## Problem
Repeat exactly the lines below, from the line containing "formatted like [464,4]." through the last line, both included. Leave out any pictures.

## Source data
....................
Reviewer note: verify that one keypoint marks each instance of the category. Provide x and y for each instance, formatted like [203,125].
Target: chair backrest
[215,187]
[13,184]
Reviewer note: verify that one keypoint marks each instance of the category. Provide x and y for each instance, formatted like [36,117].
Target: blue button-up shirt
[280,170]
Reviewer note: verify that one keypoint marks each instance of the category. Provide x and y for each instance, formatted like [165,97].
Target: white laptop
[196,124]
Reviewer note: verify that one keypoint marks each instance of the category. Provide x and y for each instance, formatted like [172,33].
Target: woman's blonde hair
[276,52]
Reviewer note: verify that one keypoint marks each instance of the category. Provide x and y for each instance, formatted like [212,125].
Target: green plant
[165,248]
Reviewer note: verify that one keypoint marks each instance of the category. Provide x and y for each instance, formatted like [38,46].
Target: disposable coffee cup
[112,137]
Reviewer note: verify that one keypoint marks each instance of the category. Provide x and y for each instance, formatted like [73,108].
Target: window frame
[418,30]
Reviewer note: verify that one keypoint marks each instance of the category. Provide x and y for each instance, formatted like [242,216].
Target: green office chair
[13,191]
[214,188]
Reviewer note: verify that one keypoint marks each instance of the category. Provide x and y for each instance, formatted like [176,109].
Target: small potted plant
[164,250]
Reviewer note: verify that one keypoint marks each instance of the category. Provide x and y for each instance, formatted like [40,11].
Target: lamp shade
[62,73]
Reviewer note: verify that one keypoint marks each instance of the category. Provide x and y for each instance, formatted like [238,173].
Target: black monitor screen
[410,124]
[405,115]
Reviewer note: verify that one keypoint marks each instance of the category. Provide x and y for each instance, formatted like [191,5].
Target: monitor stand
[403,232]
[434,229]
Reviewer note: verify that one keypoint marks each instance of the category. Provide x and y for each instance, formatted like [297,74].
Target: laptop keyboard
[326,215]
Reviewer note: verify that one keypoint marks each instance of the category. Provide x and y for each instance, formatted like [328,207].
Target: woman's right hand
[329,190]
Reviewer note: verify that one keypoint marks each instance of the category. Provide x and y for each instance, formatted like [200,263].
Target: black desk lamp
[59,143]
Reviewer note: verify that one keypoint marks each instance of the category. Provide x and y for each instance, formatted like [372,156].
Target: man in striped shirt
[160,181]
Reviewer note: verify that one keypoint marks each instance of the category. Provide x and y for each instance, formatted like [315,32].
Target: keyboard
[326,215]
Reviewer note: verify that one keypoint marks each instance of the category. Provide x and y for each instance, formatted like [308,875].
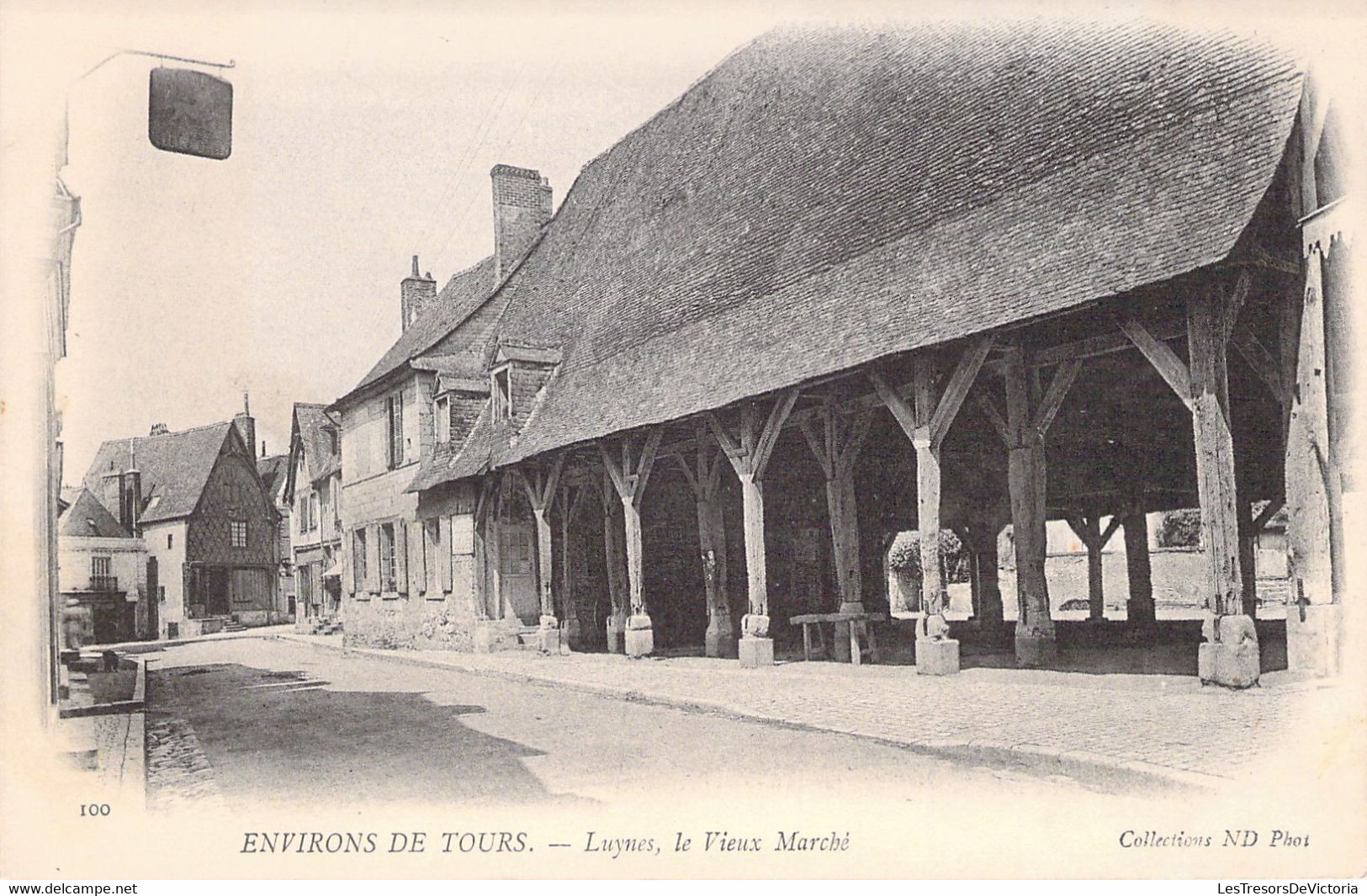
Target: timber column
[1316,430]
[1028,417]
[748,453]
[629,478]
[540,487]
[704,478]
[925,421]
[1229,655]
[616,559]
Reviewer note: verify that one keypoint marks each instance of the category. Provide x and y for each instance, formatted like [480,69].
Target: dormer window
[502,390]
[442,416]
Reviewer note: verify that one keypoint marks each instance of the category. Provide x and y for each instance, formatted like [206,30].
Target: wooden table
[813,620]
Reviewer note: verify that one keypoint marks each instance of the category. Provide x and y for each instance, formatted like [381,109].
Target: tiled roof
[271,471]
[310,423]
[175,467]
[461,294]
[87,517]
[830,196]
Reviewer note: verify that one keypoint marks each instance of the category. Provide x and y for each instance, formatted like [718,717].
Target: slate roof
[310,424]
[461,294]
[831,196]
[175,467]
[87,517]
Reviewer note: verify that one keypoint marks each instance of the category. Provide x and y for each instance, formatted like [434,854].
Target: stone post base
[616,633]
[755,651]
[936,657]
[1229,665]
[1312,644]
[483,638]
[1035,649]
[1229,655]
[638,638]
[548,636]
[719,639]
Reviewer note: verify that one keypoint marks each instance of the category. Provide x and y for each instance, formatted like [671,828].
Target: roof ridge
[162,435]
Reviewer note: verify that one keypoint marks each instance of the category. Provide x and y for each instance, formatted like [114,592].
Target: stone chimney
[416,294]
[245,423]
[521,208]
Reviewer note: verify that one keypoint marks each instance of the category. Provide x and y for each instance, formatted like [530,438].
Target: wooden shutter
[443,553]
[417,575]
[372,559]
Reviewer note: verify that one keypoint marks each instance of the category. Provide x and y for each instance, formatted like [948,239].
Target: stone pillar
[1139,607]
[1035,640]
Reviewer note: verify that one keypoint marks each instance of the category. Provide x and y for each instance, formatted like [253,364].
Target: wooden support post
[629,478]
[1312,515]
[748,453]
[1028,415]
[572,498]
[540,487]
[1229,655]
[616,561]
[1089,530]
[925,421]
[1139,607]
[706,480]
[837,441]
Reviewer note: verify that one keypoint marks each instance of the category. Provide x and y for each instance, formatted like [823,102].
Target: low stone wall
[420,624]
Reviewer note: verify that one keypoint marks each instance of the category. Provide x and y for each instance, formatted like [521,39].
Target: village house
[855,282]
[209,524]
[411,566]
[273,472]
[102,576]
[313,493]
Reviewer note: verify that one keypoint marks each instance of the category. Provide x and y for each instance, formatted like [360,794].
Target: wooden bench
[813,620]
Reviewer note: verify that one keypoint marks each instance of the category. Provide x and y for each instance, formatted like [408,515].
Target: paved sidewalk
[1168,728]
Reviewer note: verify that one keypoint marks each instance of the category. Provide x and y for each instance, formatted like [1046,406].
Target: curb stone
[949,749]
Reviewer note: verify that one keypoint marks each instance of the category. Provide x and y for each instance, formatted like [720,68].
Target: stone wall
[444,623]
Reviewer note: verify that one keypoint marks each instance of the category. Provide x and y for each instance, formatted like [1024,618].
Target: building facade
[313,494]
[102,577]
[209,524]
[1120,290]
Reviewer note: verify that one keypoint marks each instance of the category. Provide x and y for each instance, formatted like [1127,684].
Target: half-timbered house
[947,275]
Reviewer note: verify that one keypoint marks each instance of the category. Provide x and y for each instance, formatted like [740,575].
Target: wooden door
[517,568]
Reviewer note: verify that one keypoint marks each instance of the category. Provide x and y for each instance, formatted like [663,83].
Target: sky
[360,140]
[364,135]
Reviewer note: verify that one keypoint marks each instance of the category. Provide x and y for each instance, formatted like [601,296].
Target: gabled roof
[461,294]
[87,517]
[271,469]
[830,196]
[310,434]
[175,467]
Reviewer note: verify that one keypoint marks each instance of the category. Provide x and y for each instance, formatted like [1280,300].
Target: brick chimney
[416,294]
[521,208]
[246,424]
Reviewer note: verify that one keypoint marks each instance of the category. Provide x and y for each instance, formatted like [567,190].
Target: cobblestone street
[1166,727]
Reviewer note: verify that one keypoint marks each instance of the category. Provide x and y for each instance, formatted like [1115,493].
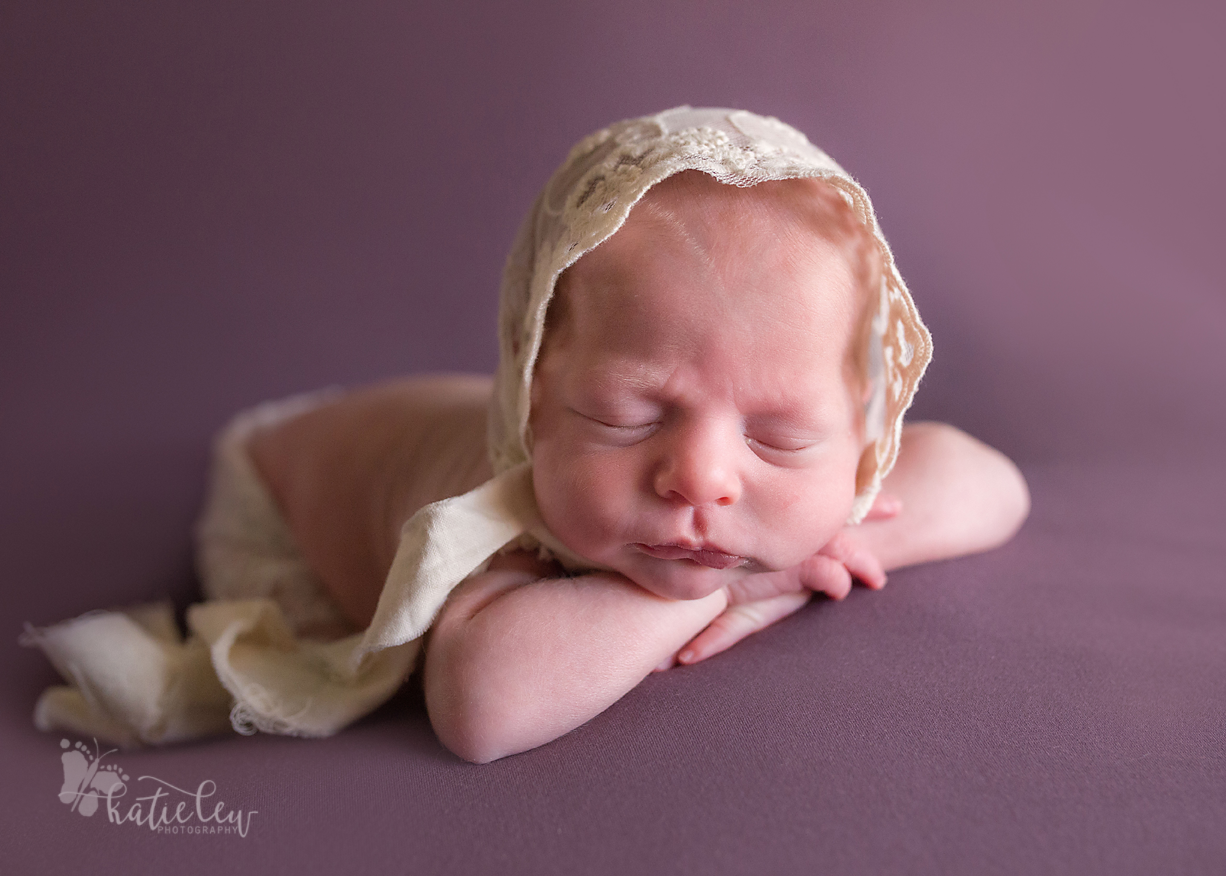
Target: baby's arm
[521,654]
[949,495]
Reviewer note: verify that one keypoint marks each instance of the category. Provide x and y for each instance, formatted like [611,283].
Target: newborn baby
[696,424]
[696,420]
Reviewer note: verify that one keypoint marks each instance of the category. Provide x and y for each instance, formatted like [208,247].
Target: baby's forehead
[692,222]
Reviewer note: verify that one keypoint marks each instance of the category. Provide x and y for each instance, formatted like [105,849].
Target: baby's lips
[703,556]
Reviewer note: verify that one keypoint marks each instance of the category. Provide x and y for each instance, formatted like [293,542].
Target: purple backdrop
[207,205]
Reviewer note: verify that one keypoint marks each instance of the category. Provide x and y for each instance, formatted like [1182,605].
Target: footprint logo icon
[85,782]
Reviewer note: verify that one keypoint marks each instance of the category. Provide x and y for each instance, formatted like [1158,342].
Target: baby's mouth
[711,558]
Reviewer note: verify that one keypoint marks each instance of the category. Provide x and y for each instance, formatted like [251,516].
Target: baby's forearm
[515,662]
[959,496]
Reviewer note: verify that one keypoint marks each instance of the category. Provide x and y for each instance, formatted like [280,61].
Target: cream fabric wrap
[134,680]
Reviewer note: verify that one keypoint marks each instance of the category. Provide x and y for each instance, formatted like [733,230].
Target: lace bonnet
[591,195]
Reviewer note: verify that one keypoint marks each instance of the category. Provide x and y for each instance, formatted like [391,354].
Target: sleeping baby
[696,424]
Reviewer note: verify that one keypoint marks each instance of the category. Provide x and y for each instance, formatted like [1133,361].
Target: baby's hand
[759,600]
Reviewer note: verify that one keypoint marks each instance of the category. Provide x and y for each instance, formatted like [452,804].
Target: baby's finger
[862,564]
[738,623]
[866,567]
[825,575]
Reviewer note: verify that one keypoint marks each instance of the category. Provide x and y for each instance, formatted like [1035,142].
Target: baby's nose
[698,469]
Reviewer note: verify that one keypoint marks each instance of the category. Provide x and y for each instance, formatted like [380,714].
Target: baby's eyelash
[781,446]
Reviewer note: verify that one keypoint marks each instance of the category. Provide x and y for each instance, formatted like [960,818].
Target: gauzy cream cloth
[134,680]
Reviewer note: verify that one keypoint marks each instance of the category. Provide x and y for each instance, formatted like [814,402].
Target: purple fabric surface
[207,206]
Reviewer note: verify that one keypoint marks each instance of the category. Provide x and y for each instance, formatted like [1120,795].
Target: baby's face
[692,411]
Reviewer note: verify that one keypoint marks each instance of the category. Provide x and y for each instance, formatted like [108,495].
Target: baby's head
[698,403]
[688,379]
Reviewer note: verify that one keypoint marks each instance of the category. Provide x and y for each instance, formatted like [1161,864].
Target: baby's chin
[684,578]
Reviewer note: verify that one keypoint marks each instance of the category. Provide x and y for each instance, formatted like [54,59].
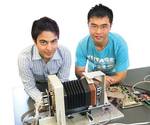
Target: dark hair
[44,24]
[100,11]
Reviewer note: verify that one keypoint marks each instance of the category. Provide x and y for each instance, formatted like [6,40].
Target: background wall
[131,20]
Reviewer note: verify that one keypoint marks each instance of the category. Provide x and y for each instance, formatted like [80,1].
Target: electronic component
[124,97]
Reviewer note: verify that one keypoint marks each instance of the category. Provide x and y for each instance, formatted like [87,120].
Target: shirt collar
[36,55]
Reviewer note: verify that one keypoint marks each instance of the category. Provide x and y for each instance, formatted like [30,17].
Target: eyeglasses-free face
[99,28]
[47,43]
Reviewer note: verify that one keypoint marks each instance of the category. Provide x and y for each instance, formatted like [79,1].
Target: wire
[137,83]
[146,77]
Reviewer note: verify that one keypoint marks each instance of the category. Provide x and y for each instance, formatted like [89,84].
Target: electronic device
[124,96]
[71,98]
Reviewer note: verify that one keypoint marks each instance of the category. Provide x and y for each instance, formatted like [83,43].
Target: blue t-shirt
[113,58]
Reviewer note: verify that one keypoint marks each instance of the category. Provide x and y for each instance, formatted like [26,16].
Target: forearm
[79,71]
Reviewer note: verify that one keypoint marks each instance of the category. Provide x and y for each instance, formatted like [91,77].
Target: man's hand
[110,80]
[39,105]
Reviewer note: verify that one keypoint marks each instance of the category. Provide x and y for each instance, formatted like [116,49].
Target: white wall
[131,20]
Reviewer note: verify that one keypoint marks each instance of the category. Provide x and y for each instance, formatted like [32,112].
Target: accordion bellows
[79,95]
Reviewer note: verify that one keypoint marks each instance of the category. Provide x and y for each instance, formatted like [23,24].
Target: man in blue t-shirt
[102,50]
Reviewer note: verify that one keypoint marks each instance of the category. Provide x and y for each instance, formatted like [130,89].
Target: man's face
[47,43]
[99,28]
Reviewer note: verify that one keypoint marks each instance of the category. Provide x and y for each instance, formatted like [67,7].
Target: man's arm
[79,71]
[28,79]
[115,78]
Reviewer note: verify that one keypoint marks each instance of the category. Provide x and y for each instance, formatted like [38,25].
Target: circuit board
[123,96]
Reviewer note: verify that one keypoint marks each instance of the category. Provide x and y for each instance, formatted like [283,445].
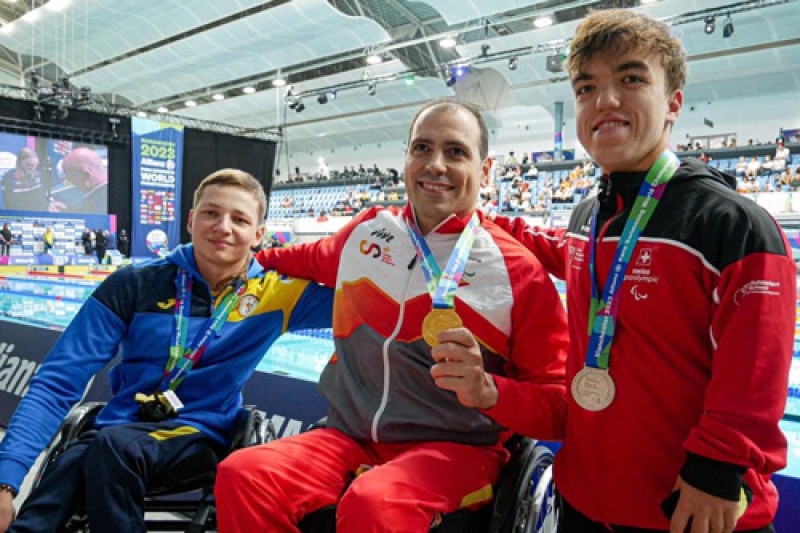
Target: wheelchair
[186,506]
[524,499]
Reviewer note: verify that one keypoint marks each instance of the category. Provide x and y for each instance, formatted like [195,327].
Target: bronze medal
[593,388]
[439,320]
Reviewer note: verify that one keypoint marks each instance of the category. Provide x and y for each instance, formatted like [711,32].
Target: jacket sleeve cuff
[718,478]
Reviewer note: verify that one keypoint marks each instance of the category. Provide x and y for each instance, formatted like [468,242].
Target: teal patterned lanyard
[604,311]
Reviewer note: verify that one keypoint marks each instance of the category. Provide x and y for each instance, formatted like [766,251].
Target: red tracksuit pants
[272,486]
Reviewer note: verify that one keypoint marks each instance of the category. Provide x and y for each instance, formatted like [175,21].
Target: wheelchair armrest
[80,419]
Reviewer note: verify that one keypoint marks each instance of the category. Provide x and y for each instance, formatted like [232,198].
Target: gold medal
[593,388]
[439,320]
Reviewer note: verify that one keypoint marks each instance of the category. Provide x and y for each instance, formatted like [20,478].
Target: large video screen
[41,174]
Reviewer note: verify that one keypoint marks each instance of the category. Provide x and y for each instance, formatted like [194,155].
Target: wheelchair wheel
[536,512]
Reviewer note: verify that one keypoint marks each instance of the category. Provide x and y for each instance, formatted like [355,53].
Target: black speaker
[554,63]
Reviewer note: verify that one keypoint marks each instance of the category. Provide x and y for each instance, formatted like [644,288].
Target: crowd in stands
[517,184]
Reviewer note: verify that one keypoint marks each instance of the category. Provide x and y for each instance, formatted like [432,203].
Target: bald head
[84,168]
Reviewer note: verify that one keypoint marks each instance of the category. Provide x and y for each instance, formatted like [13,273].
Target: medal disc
[593,388]
[439,320]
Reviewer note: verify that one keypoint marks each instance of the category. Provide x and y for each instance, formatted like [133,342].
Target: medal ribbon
[182,359]
[442,285]
[603,311]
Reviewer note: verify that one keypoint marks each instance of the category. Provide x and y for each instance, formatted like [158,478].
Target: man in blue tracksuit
[189,329]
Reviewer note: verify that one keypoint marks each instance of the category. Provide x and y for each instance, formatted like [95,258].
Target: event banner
[157,163]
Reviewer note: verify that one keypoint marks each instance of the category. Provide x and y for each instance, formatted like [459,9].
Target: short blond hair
[234,178]
[617,31]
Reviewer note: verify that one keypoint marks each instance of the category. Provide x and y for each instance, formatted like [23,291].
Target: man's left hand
[708,513]
[459,368]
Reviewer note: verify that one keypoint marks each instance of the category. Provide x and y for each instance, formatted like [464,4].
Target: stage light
[710,25]
[727,28]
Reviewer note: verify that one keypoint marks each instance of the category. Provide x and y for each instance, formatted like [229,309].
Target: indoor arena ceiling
[146,55]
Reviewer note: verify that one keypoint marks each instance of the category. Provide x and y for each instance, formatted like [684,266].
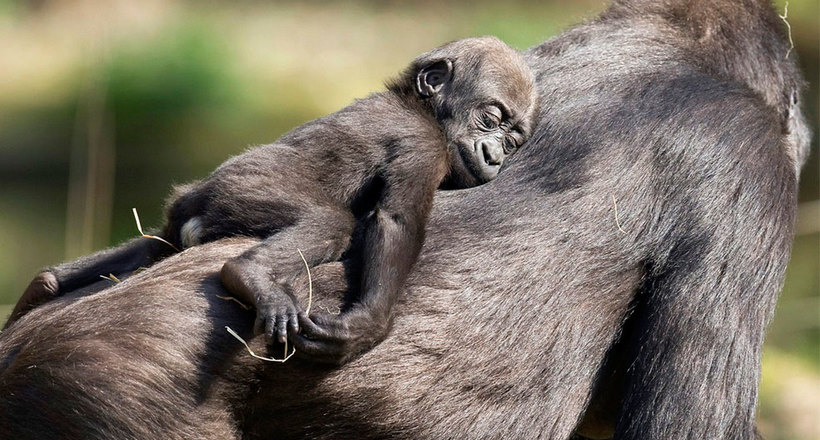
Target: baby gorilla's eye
[491,118]
[512,141]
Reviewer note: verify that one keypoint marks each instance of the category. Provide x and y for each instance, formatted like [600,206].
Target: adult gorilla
[623,268]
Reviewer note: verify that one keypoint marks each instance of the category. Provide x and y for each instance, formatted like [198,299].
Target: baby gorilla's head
[481,92]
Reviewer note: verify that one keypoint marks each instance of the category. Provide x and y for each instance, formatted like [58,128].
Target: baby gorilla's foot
[276,313]
[337,339]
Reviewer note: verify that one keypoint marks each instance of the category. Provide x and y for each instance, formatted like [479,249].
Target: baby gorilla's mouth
[488,156]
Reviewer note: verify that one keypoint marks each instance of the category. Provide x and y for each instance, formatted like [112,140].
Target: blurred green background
[105,104]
....................
## Finished exercise
Reviewer note: verify that one keypoint marks each instance of the category. Provide x and y for each instance, formatted like [464,4].
Target: stage light
[710,25]
[727,28]
Reviewer note: verify that one keypoint marks each instance of the category. Provide x and y for each instance, formatted like [229,309].
Target: indoor arena ceiling
[146,55]
Reviewer note: verify that one keypoint marks each instance of the category. Provide x and y for each instance, formatted like [684,266].
Target: baby gorilla's eye
[491,118]
[512,141]
Reviewer note: verify that one keypoint marks each instance of the category. Provide x and y for each instance, formatted like [600,206].
Target: adult gorilla
[623,268]
Reviewer note: verify that one keypoint marks each instance of the category. Provide x and y for each instance, formatted like [198,299].
Target: baby gorilla's head
[481,92]
Reviewer note: verify that one keypoint marks each instance of the category. Provide x and y for each instance, formatted like [58,128].
Target: baby gorilla's foot
[276,313]
[337,339]
Reviewer note: verify that one keypoint marks each instance of the category. Provide x and y for each instance, formatted like [479,249].
Target: baby gorilla's mouth
[488,156]
Reviewer note: verify that one keypoint marks each instance of the category. Provide x and y for each instance, formatted like [112,140].
Target: blurred green background
[105,104]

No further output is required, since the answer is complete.